Find the line that contains "the concrete curb". Restate it and each following line exactly, through the end of the records.

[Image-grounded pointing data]
---+---

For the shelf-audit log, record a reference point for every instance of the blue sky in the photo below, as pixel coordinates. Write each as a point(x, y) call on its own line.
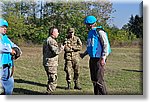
point(124, 10)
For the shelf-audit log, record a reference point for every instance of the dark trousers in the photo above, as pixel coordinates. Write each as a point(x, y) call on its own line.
point(97, 76)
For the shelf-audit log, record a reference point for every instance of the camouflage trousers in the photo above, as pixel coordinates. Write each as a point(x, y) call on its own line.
point(69, 65)
point(52, 78)
point(97, 76)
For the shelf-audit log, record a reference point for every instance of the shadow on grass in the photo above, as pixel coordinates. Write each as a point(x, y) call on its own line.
point(132, 70)
point(21, 91)
point(29, 82)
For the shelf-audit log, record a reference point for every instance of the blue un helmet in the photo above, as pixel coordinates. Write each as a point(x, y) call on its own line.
point(3, 22)
point(90, 20)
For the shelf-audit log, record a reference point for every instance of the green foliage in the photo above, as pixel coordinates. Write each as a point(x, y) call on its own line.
point(29, 21)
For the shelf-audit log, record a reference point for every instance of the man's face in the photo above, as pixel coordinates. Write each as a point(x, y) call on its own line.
point(3, 29)
point(55, 33)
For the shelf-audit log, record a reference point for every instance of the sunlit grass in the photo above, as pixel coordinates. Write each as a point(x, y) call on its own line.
point(123, 74)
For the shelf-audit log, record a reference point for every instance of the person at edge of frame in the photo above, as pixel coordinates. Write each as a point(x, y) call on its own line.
point(7, 58)
point(98, 48)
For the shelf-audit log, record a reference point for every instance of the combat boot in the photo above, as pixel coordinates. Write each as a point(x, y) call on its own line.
point(77, 86)
point(69, 86)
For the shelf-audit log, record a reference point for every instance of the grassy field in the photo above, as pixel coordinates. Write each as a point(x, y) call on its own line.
point(123, 74)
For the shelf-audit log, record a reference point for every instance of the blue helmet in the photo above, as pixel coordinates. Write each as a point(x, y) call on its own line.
point(3, 22)
point(90, 20)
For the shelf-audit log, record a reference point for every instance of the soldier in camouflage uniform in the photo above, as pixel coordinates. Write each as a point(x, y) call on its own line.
point(72, 46)
point(50, 58)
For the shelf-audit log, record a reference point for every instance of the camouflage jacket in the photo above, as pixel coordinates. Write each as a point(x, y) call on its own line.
point(72, 47)
point(50, 52)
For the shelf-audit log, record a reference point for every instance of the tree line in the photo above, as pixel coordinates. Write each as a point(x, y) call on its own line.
point(29, 21)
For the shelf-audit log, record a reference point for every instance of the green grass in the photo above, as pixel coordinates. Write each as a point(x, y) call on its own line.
point(123, 74)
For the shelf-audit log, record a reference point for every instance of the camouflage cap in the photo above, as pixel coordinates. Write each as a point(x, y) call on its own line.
point(71, 30)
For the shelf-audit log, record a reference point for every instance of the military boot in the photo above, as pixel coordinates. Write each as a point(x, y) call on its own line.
point(69, 86)
point(77, 86)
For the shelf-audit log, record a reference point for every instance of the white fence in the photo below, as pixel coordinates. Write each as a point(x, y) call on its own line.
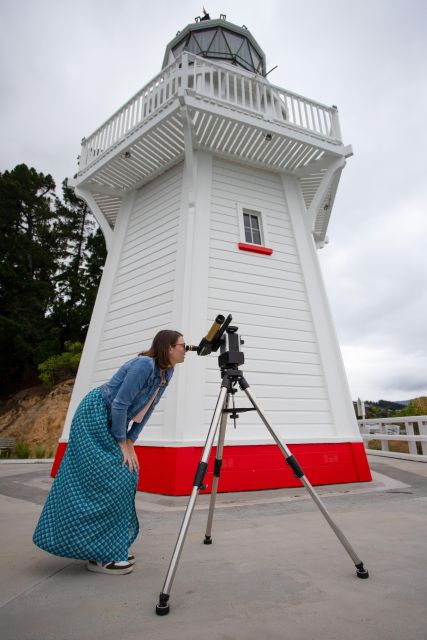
point(218, 82)
point(410, 429)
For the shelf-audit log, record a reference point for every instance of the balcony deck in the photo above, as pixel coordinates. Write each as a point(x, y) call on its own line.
point(226, 111)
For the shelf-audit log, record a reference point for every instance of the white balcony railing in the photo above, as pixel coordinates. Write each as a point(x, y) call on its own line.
point(224, 84)
point(409, 429)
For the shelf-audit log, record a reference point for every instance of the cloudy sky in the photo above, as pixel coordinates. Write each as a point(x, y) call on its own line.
point(66, 65)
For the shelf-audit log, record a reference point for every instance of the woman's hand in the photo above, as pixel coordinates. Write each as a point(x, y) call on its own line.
point(129, 455)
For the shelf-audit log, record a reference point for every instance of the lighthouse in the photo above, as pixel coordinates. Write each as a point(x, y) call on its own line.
point(214, 189)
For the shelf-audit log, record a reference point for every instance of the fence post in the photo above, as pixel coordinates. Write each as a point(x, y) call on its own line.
point(422, 427)
point(410, 432)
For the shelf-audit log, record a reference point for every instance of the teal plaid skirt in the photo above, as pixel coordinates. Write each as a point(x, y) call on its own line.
point(90, 511)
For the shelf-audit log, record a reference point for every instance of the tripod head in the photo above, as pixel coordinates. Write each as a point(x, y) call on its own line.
point(222, 336)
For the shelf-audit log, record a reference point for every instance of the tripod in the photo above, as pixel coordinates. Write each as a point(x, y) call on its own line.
point(229, 361)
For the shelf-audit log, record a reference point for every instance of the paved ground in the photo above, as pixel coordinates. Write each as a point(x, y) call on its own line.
point(275, 570)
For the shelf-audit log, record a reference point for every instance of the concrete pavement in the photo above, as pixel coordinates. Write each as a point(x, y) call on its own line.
point(275, 569)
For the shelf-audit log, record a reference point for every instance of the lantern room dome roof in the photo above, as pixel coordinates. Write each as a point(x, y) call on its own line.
point(218, 40)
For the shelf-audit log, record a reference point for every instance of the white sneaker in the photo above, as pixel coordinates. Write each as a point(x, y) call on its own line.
point(119, 568)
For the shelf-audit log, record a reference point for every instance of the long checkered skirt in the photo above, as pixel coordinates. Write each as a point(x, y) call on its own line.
point(90, 511)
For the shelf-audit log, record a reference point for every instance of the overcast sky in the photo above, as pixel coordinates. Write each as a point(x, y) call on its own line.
point(67, 65)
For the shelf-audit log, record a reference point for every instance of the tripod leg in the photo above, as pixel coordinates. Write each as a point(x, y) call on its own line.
point(292, 462)
point(217, 471)
point(162, 608)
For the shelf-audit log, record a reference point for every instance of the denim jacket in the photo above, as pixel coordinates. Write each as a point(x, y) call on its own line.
point(128, 391)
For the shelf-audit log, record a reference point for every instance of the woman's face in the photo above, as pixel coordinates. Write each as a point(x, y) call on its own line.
point(177, 352)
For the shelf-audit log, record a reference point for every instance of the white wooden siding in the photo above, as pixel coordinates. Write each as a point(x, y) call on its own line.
point(142, 296)
point(268, 300)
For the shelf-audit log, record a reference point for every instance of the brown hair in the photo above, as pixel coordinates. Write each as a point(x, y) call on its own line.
point(159, 349)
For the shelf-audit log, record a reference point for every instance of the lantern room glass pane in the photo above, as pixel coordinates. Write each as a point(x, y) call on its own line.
point(204, 38)
point(219, 45)
point(234, 41)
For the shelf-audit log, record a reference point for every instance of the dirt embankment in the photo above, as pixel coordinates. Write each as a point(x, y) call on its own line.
point(36, 415)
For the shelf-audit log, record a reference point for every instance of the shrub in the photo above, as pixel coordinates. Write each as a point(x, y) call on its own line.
point(60, 367)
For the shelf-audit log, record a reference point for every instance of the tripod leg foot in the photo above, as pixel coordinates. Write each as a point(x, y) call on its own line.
point(162, 609)
point(361, 572)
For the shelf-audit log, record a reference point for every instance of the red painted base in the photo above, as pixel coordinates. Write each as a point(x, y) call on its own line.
point(171, 470)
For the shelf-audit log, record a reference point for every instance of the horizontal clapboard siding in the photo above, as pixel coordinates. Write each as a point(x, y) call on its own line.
point(142, 296)
point(268, 300)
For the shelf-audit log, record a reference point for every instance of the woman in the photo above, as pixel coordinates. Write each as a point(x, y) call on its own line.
point(90, 511)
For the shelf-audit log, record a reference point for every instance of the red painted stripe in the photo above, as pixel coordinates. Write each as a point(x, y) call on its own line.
point(171, 470)
point(255, 248)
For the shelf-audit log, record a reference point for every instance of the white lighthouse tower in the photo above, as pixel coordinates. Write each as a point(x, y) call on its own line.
point(214, 190)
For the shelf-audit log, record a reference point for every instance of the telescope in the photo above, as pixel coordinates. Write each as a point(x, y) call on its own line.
point(229, 362)
point(213, 339)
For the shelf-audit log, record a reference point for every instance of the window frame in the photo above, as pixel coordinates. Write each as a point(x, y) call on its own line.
point(251, 210)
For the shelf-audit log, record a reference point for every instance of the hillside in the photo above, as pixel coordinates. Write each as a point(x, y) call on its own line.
point(36, 416)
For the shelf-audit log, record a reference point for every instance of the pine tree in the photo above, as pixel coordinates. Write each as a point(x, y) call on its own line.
point(29, 256)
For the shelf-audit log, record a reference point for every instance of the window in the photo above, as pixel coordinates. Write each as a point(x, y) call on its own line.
point(253, 234)
point(252, 226)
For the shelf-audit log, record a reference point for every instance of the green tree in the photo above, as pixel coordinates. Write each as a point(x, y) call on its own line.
point(29, 256)
point(51, 259)
point(80, 268)
point(417, 407)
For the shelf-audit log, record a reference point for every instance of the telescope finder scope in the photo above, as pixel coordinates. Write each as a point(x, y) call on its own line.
point(212, 339)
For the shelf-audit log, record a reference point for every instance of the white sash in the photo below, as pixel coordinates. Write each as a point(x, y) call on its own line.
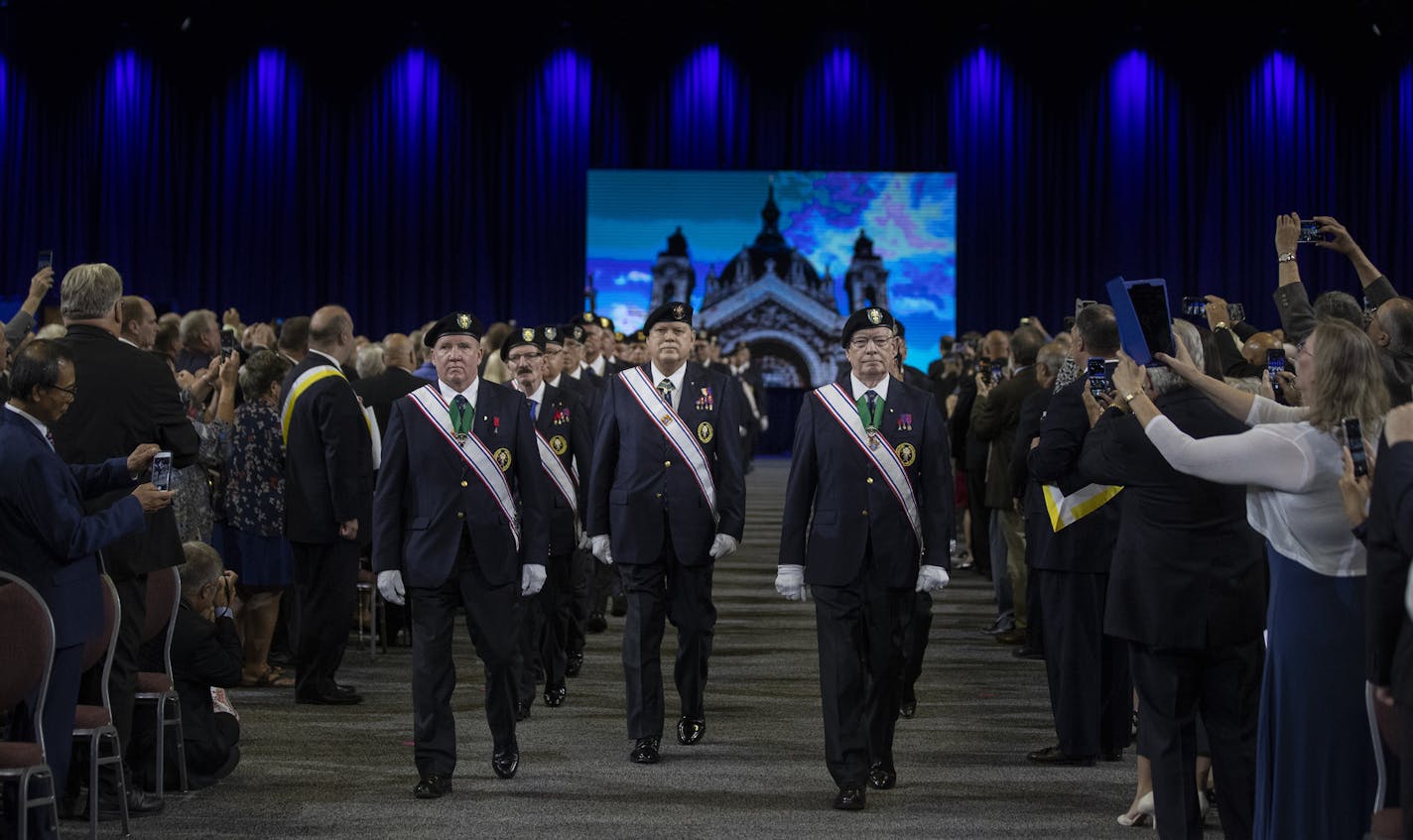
point(846, 414)
point(473, 452)
point(660, 411)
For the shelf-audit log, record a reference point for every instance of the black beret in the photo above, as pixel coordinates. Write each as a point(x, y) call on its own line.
point(866, 319)
point(674, 310)
point(456, 323)
point(519, 337)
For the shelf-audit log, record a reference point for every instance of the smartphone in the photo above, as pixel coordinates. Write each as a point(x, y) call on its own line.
point(1099, 383)
point(1353, 439)
point(163, 470)
point(1275, 363)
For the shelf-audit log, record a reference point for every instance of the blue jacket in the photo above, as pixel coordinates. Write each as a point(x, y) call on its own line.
point(47, 539)
point(427, 494)
point(836, 502)
point(637, 475)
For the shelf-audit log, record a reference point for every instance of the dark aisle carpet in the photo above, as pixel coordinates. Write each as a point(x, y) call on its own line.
point(311, 771)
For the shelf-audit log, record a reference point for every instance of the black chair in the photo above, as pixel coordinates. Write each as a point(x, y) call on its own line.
point(24, 672)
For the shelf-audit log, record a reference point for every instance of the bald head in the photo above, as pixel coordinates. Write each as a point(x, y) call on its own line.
point(330, 330)
point(1255, 347)
point(397, 352)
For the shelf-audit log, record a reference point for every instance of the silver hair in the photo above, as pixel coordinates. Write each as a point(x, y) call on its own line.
point(1166, 382)
point(89, 290)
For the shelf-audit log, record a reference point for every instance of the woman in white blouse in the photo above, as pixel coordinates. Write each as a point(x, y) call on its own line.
point(1316, 773)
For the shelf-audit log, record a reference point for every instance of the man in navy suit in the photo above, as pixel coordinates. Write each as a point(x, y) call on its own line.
point(459, 521)
point(566, 443)
point(46, 536)
point(666, 500)
point(866, 523)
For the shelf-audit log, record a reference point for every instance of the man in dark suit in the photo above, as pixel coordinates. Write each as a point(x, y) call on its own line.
point(1089, 670)
point(326, 502)
point(866, 524)
point(564, 436)
point(380, 392)
point(1187, 592)
point(1390, 549)
point(460, 519)
point(50, 540)
point(129, 399)
point(667, 499)
point(995, 419)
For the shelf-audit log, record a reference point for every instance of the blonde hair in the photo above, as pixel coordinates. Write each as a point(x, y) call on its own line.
point(1349, 380)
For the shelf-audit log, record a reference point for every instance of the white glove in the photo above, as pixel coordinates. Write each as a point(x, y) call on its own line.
point(932, 579)
point(532, 579)
point(390, 585)
point(725, 543)
point(790, 583)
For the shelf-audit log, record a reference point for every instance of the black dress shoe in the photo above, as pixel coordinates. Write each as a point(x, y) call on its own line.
point(690, 730)
point(849, 798)
point(1055, 756)
point(645, 752)
point(506, 763)
point(432, 786)
point(328, 697)
point(882, 777)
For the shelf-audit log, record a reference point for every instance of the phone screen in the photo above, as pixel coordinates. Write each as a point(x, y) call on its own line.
point(163, 470)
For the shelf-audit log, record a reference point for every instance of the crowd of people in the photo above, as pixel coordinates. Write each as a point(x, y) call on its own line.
point(1209, 553)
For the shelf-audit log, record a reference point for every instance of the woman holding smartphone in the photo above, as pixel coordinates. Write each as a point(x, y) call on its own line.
point(1316, 771)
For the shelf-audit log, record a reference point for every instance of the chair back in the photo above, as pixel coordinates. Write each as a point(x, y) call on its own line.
point(24, 666)
point(99, 647)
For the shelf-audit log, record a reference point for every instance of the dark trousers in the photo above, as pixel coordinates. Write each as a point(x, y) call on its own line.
point(915, 643)
point(1089, 672)
point(1225, 685)
point(325, 582)
point(860, 630)
point(544, 630)
point(490, 619)
point(682, 595)
point(580, 572)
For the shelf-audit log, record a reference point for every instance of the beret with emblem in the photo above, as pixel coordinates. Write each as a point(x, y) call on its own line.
point(456, 323)
point(674, 312)
point(520, 336)
point(868, 318)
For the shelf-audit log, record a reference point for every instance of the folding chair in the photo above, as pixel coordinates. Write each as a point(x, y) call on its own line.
point(24, 670)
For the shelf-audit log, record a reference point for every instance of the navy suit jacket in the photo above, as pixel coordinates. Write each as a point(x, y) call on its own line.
point(566, 419)
point(637, 475)
point(46, 536)
point(427, 494)
point(1089, 543)
point(850, 503)
point(328, 465)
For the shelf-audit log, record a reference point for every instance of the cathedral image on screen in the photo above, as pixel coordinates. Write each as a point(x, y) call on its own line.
point(770, 297)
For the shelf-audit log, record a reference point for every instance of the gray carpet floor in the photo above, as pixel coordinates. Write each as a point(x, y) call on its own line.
point(311, 771)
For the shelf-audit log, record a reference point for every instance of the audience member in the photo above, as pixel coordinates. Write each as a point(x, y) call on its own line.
point(1315, 761)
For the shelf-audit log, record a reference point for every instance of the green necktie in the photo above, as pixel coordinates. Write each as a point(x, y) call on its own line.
point(870, 410)
point(460, 416)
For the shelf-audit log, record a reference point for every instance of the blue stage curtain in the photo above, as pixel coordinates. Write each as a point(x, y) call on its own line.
point(417, 180)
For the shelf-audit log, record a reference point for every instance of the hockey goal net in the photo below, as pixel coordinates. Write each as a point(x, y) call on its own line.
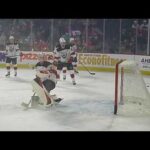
point(131, 93)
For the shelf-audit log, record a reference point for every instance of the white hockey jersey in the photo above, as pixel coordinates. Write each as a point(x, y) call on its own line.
point(44, 71)
point(65, 54)
point(12, 50)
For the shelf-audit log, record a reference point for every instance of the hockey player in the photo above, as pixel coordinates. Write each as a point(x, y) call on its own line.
point(64, 56)
point(45, 80)
point(74, 48)
point(12, 51)
point(74, 61)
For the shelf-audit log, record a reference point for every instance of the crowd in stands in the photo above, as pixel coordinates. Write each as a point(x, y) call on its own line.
point(35, 34)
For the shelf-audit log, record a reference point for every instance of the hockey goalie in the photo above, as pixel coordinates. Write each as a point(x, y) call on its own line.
point(44, 82)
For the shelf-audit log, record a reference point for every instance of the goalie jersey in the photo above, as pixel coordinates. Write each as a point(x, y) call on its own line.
point(12, 50)
point(45, 70)
point(64, 55)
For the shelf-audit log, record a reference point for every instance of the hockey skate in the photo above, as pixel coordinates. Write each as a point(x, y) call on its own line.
point(64, 77)
point(15, 74)
point(8, 74)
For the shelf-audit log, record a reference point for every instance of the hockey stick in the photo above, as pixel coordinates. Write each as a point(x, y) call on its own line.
point(92, 73)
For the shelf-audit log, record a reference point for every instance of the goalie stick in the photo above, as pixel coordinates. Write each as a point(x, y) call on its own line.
point(92, 73)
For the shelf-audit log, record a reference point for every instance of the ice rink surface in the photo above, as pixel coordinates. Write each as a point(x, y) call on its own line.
point(87, 106)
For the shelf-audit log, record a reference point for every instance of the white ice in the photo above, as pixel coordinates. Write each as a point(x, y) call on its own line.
point(87, 106)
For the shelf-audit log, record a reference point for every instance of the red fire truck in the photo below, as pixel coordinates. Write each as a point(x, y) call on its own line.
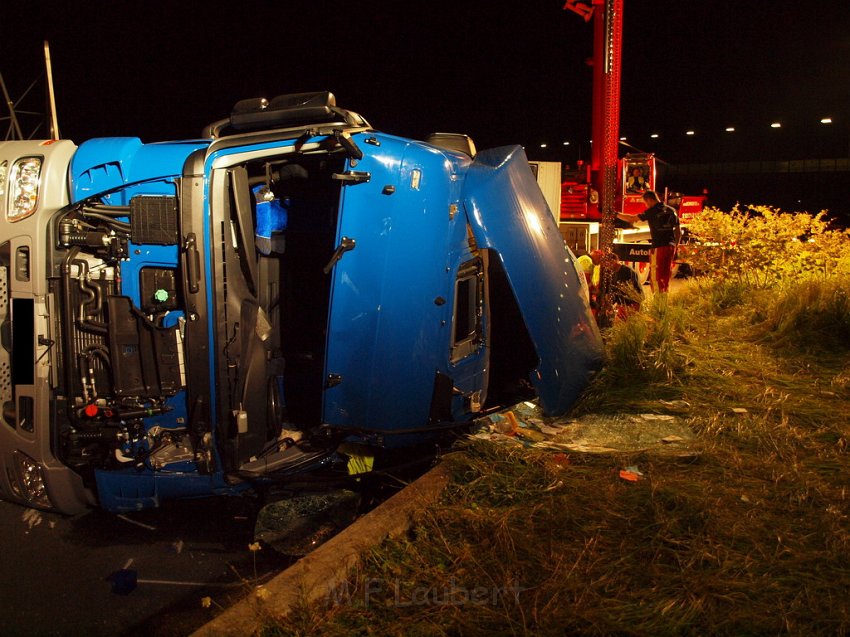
point(609, 184)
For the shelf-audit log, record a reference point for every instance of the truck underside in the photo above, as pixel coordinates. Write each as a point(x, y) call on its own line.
point(129, 399)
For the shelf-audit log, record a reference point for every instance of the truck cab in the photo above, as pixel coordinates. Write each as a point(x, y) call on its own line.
point(193, 318)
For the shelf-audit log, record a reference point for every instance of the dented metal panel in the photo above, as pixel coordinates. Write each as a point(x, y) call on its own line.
point(508, 213)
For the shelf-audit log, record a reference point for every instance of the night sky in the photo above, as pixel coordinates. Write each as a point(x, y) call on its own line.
point(503, 72)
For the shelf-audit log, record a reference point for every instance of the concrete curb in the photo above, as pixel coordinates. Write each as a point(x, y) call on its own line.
point(315, 575)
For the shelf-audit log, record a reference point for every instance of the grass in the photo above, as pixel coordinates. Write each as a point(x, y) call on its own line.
point(750, 538)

---+---

#### Expected output:
For the shelf-audit log, record a reference point for every instance of the concrete curb in the photo above, as pixel coordinates. Write each as a point(x, y) call on its own line.
point(315, 575)
For the shelf-audit log, record a reference point for every instance of the grass in the photo above, as pixel coordinates. Write each as a point(x, y) call on its own line.
point(750, 538)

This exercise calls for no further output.